[Point annotations for photos]
########

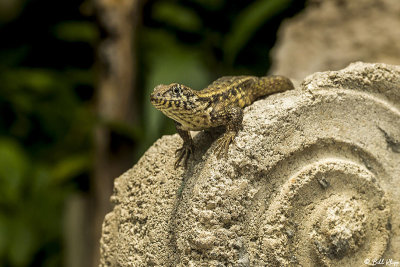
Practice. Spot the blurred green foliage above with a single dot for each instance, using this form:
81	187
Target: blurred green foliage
46	97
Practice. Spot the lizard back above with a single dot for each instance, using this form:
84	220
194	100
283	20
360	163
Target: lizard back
244	90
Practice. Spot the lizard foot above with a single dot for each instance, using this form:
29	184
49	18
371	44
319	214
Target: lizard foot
183	153
223	144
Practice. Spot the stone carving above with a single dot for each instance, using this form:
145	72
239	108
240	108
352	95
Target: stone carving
313	179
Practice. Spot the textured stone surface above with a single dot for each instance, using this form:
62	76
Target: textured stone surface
313	179
330	34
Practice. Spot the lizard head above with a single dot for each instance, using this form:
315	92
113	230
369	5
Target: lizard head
173	99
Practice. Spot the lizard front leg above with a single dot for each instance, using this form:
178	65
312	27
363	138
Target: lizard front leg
234	116
187	148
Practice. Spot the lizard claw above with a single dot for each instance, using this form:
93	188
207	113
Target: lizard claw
183	153
223	143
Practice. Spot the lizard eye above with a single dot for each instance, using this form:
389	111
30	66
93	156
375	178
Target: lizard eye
176	90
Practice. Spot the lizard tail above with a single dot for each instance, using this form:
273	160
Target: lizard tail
272	84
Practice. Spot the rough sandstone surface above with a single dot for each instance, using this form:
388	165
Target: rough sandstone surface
313	179
330	34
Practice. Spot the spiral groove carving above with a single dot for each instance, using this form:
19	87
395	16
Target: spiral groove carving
313	180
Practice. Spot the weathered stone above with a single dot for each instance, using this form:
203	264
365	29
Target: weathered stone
330	34
313	179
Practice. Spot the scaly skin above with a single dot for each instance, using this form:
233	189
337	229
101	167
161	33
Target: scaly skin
221	103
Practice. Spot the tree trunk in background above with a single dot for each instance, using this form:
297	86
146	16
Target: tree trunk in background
115	102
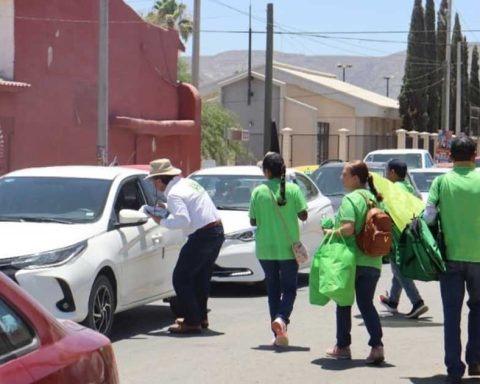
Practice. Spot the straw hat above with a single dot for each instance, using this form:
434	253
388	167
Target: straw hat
162	167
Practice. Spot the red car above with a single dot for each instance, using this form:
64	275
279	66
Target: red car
37	348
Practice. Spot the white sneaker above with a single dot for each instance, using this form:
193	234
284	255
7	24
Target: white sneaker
280	329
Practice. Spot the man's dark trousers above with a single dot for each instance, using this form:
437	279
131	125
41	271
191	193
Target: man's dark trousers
192	274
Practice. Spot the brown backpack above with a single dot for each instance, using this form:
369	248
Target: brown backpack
375	238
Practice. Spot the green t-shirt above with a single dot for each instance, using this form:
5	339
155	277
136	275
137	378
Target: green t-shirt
354	209
406	186
457	194
272	243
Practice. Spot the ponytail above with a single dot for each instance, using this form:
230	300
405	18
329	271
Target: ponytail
371	186
282	200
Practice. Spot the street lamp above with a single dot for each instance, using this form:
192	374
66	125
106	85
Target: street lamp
343	66
388	81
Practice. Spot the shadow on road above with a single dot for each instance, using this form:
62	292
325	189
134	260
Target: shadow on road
437	379
248	289
290	348
135	323
400	321
342	365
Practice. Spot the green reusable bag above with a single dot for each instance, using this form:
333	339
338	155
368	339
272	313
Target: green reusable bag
418	256
336	272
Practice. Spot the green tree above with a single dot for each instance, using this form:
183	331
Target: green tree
474	79
216	121
413	97
434	68
170	14
441	53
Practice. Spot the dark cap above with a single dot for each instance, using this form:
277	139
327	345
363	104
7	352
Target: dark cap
398	166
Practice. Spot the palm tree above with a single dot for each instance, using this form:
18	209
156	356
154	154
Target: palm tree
170	14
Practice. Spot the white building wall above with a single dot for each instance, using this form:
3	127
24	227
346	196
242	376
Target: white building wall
7	38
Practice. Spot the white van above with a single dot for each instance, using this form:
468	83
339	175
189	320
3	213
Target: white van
415	158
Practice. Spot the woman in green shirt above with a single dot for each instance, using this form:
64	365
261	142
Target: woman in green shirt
349	222
275	208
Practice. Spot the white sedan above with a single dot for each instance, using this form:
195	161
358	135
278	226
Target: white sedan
75	238
230	189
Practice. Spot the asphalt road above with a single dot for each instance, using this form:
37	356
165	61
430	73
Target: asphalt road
237	348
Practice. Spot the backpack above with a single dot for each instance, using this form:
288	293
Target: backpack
375	238
418	256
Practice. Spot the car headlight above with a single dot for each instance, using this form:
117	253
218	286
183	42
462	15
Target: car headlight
53	258
244	235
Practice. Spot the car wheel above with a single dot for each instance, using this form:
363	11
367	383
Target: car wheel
101	306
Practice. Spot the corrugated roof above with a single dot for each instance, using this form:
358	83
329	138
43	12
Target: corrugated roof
340	86
17	84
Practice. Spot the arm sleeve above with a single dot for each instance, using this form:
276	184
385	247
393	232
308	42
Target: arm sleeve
251	211
346	212
179	217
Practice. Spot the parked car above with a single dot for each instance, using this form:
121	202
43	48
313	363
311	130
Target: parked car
230	189
327	179
415	158
37	348
424	178
75	238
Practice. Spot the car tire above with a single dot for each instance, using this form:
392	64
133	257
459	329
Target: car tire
101	306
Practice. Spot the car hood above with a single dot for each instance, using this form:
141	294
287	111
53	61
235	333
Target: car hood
234	221
20	239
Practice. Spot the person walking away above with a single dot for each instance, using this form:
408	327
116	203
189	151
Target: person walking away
275	208
349	221
456	197
192	210
396	173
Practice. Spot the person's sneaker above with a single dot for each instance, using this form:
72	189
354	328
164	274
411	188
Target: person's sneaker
389	305
280	329
339	353
418	309
474	369
376	356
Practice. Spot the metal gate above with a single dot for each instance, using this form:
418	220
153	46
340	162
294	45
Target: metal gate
6	129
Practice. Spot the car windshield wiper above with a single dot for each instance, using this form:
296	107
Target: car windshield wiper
6	218
230	208
44	220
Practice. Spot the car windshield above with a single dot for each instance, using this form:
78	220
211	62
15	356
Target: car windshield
328	179
230	192
413	160
52	199
424	180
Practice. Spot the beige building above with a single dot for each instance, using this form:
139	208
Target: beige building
315	106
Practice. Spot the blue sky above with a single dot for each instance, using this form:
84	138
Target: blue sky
316	16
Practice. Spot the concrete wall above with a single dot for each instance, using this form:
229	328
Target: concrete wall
251	117
7	38
56	119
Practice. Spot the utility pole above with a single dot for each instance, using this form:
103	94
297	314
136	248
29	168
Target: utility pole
102	103
458	104
388	81
249	95
446	112
196	44
267	126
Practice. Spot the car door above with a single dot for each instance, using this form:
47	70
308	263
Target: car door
319	207
145	268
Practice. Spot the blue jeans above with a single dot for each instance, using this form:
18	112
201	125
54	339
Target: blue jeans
193	271
281	281
460	275
399	282
366	279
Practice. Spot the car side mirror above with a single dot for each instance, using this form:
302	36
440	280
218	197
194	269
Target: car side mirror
131	218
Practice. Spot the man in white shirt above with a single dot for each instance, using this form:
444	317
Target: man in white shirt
192	210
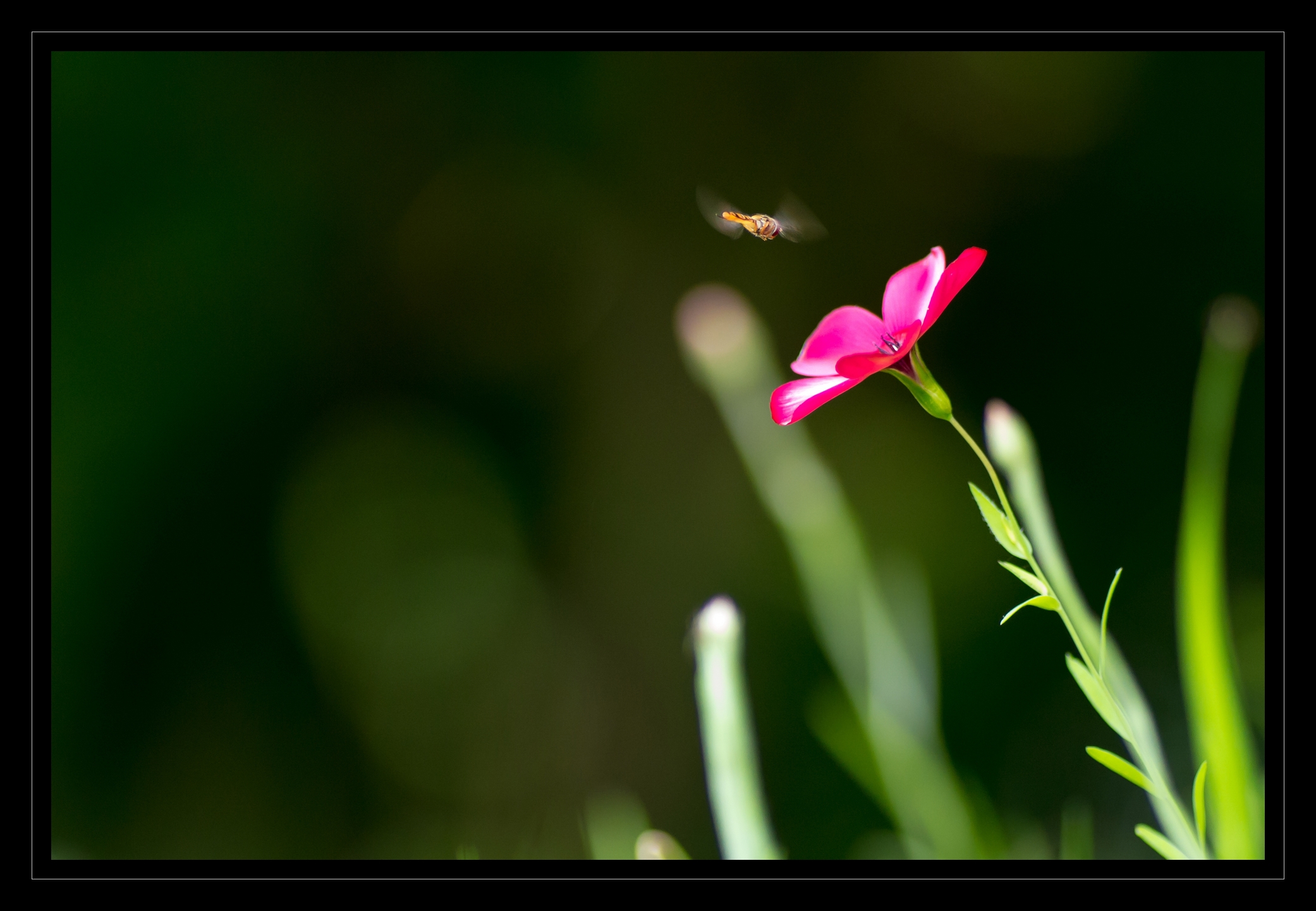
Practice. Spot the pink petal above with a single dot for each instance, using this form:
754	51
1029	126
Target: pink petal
845	330
956	277
800	397
858	367
910	291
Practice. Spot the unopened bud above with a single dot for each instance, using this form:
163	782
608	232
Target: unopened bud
919	380
719	620
655	844
1008	438
1232	323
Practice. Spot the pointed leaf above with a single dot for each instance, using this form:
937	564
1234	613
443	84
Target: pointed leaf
1121	767
1042	601
1106	613
1098	696
1199	804
1160	844
998	522
1027	577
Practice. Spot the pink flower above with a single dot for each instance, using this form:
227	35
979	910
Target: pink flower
852	344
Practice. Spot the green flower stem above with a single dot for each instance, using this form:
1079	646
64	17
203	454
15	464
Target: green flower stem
731	761
1037	570
1219	727
1014	447
889	677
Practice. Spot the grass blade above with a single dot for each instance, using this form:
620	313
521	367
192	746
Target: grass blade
1160	844
1025	577
1106	613
1221	731
1121	767
858	614
1097	694
1015	451
731	759
1199	804
998	522
1044	601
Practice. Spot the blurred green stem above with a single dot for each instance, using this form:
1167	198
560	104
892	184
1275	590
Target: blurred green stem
731	761
1221	733
728	351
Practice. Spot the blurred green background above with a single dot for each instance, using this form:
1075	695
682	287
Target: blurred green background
381	500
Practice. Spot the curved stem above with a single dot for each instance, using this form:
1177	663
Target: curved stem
1032	563
982	457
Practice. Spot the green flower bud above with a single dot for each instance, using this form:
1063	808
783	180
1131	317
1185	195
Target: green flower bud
919	380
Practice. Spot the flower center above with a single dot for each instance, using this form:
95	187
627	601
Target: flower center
889	342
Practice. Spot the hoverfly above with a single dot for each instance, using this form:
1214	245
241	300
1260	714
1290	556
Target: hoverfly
793	220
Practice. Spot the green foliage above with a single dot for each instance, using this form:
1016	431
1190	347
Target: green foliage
1212	696
1106	613
1027	577
1121	767
1006	533
838	726
1161	844
1077	830
1044	601
1098	696
1199	804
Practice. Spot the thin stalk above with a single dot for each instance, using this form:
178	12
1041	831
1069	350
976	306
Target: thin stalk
1032	563
731	761
1221	731
1013	445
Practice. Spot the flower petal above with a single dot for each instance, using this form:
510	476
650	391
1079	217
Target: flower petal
910	291
956	277
858	367
845	330
800	397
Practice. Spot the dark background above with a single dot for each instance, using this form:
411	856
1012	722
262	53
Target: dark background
288	288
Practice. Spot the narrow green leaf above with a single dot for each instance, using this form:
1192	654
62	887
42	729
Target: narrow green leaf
998	522
1121	767
1199	804
1027	577
1106	612
1097	694
1160	844
1044	601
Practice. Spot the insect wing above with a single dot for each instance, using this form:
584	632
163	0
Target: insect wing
798	222
712	207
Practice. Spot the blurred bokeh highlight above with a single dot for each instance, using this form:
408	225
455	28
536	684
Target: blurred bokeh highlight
382	498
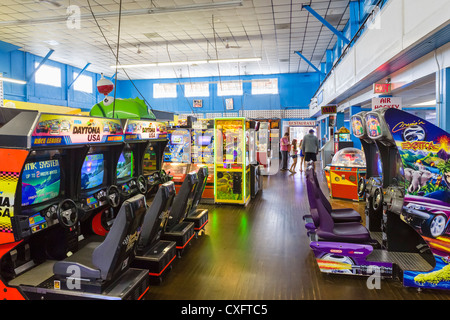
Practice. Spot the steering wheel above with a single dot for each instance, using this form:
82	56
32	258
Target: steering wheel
67	213
142	184
113	196
377	199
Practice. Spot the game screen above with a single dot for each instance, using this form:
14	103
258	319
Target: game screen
40	181
125	165
373	126
204	140
92	172
176	139
358	128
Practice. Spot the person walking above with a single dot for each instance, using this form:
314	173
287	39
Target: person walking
284	148
294	155
302	157
310	147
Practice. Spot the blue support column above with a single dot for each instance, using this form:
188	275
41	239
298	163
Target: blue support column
339	120
356	142
354	18
330	60
443	99
326	24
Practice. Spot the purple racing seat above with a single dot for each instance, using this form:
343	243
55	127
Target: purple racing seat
326	228
339	215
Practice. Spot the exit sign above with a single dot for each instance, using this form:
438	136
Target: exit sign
382	88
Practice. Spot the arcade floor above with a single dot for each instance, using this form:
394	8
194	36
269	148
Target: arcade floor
261	252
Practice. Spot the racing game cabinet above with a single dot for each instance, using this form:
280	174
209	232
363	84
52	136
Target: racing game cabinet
198	216
152	253
177	229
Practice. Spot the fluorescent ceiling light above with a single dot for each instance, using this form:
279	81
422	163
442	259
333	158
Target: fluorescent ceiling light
12	80
234	60
178	63
129	13
428	103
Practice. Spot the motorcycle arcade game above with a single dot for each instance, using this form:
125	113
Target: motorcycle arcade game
41	158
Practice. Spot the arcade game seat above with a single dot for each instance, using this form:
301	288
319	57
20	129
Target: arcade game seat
98	270
176	228
152	253
196	215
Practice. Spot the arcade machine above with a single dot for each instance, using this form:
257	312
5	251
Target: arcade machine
252	128
40	221
372	179
145	141
203	154
152	253
347	167
413	154
231	172
342	139
177	228
177	155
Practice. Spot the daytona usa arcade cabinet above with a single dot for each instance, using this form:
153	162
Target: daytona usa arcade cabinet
40	221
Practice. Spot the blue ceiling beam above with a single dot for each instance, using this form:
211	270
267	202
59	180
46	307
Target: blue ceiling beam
41	64
326	23
309	62
78	75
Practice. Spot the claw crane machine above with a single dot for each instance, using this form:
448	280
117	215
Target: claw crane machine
231	170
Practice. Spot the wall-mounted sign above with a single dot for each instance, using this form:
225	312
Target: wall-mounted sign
390	102
384	88
329	109
302	123
229	103
198	103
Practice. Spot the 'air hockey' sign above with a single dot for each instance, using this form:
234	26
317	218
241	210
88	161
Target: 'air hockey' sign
388	102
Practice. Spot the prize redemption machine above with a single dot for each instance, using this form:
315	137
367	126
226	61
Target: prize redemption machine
231	172
412	242
145	142
203	155
342	139
347	167
41	257
177	155
252	128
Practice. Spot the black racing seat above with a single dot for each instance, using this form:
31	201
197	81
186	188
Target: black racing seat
176	228
100	262
194	214
156	217
152	253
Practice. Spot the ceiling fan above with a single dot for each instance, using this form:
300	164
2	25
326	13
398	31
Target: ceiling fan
52	2
227	45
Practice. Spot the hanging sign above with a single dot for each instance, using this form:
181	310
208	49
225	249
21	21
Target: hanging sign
390	102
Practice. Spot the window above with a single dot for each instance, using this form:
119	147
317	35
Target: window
265	86
196	89
164	90
48	75
83	83
230	88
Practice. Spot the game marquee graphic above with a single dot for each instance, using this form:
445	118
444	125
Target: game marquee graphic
425	153
67	130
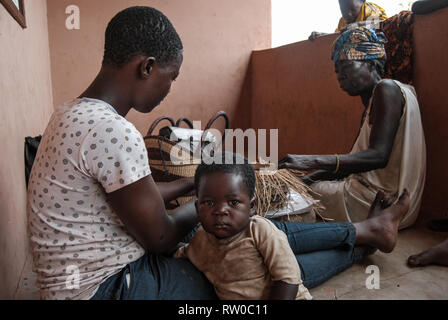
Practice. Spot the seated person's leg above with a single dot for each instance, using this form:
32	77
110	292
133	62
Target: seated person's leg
157	277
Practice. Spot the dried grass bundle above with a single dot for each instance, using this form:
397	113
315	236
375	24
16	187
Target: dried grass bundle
272	190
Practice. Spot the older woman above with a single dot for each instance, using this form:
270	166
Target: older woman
389	154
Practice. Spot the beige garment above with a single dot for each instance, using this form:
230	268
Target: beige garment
244	266
350	199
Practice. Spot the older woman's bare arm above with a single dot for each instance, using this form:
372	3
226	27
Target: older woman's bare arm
385	115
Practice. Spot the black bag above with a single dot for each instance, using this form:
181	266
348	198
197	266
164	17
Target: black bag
31	145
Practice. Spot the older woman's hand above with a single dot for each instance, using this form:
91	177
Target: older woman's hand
298	162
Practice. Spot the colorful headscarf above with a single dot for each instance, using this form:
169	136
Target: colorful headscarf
359	43
369	11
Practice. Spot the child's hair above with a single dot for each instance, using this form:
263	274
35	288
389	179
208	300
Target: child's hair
228	163
141	31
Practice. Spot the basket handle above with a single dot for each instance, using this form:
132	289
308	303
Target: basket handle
157	121
210	123
187	121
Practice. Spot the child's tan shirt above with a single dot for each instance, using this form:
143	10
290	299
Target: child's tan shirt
245	265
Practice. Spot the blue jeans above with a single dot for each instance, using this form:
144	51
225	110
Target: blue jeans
322	250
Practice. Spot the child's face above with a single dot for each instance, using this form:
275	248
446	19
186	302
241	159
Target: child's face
223	204
350	9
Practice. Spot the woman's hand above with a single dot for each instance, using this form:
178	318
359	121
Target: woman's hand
298	162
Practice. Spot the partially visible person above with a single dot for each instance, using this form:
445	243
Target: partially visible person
428	6
355	11
249	257
389	154
97	220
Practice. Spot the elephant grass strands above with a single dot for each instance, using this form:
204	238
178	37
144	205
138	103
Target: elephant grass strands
272	190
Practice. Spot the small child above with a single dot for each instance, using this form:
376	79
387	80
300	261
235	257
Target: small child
355	11
243	255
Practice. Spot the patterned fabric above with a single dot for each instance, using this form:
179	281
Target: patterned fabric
369	11
77	239
399	32
359	43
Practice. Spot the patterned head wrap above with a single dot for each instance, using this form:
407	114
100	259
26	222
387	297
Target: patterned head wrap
359	43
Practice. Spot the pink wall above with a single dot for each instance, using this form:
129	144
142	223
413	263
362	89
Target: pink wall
294	88
431	70
218	38
26	105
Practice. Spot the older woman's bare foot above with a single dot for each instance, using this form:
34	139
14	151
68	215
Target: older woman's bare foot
380	229
434	255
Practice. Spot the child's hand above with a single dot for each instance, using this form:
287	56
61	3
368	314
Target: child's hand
283	291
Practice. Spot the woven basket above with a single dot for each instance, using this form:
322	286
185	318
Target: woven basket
166	168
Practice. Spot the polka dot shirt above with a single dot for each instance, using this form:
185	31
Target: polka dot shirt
77	240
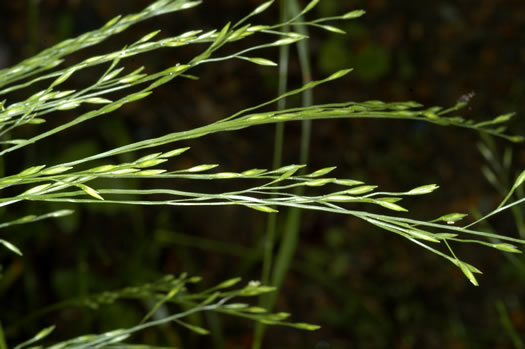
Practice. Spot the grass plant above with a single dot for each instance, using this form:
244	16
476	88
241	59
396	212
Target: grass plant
85	180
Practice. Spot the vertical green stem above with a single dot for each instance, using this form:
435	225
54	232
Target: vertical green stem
291	231
271	227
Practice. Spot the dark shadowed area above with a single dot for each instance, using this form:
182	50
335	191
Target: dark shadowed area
366	287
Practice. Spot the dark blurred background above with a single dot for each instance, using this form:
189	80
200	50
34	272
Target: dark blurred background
366	287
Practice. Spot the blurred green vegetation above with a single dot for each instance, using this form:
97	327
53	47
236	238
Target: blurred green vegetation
367	288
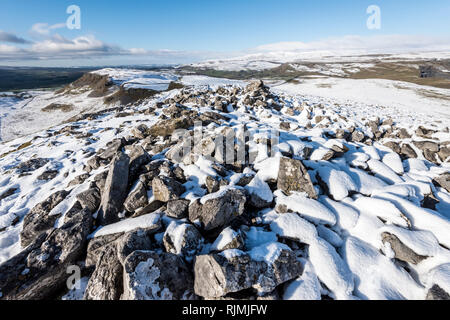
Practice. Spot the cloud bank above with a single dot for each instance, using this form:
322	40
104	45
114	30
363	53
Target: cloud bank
51	46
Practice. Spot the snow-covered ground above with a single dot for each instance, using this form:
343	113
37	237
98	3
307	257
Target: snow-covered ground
394	95
25	116
362	195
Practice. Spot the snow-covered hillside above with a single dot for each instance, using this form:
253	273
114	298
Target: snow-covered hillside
228	190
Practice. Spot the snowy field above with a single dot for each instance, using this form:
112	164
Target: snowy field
394	95
363	192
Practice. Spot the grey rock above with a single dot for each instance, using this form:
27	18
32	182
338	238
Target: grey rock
31	165
78	180
444	153
424	133
38	219
216	275
140	132
408	151
106	281
112	148
97	246
437	293
138	158
46	261
100	180
153	206
236	240
357	136
212	184
182	239
394	146
293	176
443	181
403	134
90	199
166	189
115	190
427	145
402	252
220	209
139	239
48	175
152	276
178	209
137	198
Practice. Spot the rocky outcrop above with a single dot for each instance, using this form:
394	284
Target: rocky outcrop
218	209
166	189
401	251
152	276
39	220
115	190
293	176
217	275
41	269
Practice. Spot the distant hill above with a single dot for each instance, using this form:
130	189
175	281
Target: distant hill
12	79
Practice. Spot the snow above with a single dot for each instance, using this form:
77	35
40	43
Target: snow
232	253
330	236
268	252
77	292
347	217
308	208
143	283
384	172
199	171
382	209
393	161
142	79
338	182
365	183
331	269
223	190
291	225
423	243
342	232
378	278
268	168
259	188
424	219
225	238
146	221
440	276
257	236
176	231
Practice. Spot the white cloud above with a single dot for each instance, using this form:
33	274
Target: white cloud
12	38
361	44
53	46
44	29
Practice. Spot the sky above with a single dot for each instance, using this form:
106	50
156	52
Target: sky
181	31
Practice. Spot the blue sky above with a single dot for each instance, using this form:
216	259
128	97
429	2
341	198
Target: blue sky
217	26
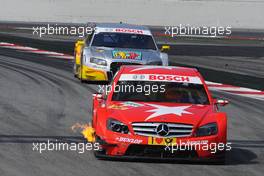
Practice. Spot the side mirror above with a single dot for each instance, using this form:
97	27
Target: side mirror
79	42
165	48
221	102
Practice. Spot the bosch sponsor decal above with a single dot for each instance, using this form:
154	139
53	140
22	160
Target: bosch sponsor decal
122	30
126	55
161	78
160	110
129	140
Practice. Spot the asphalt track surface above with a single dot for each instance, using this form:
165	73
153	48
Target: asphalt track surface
41	100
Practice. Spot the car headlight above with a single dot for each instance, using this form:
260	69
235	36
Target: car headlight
98	61
207	130
117	126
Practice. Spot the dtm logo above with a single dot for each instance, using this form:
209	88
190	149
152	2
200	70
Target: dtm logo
162	130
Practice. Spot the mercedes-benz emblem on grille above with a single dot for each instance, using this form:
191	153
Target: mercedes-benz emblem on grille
162	130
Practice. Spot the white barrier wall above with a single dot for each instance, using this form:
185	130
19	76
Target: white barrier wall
235	13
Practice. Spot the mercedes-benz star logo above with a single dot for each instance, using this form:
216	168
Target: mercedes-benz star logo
162	130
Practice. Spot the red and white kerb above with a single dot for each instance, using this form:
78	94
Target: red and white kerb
160	78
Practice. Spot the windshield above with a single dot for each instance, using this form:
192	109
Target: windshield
170	92
123	40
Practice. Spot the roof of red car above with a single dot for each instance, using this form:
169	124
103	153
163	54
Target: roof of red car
149	69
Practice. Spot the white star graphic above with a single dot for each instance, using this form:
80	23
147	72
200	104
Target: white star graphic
162	110
151	67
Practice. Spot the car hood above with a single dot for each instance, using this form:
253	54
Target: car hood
129	112
130	54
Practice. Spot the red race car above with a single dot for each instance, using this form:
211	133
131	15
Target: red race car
157	112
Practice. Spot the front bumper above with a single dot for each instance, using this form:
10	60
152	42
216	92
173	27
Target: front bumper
141	148
218	158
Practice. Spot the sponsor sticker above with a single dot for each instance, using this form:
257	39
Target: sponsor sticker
120	107
135	55
129	140
132	104
161	78
123	30
162	141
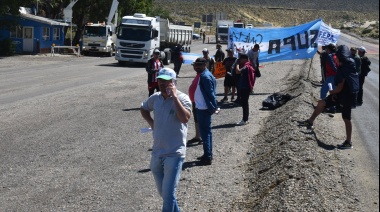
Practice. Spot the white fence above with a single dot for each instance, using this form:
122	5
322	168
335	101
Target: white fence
66	47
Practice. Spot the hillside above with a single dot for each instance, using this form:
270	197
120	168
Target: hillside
279	13
338	5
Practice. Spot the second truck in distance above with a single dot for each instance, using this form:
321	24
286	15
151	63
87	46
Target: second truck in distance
138	36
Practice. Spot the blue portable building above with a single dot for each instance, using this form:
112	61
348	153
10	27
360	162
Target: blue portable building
34	34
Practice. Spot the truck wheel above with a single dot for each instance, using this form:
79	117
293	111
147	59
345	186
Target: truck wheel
121	63
167	58
112	50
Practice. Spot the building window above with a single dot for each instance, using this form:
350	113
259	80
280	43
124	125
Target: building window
16	32
56	34
46	33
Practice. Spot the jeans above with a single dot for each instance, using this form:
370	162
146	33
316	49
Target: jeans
204	123
325	86
360	94
166	172
245	103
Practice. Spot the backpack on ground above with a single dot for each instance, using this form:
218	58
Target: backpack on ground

########

JOB>
Each line from the one containing "Practice. Spot the building" through the end of the entries, both included, is to be returned exactly, with no other lines.

FULL RESPONSE>
Practice. Spot the building window above with a single dot for each instance, using this form:
350	113
259	80
280	43
124	125
Target: building window
16	32
56	34
46	33
Practice. Spot the jeans above with a single dot for each instance, using this form:
370	162
146	33
316	49
Target: jeans
204	123
325	86
360	94
166	172
245	103
Practice. Spot the backpack on ground above with a single dot for each instance, using this form:
218	58
Target: backpack on ground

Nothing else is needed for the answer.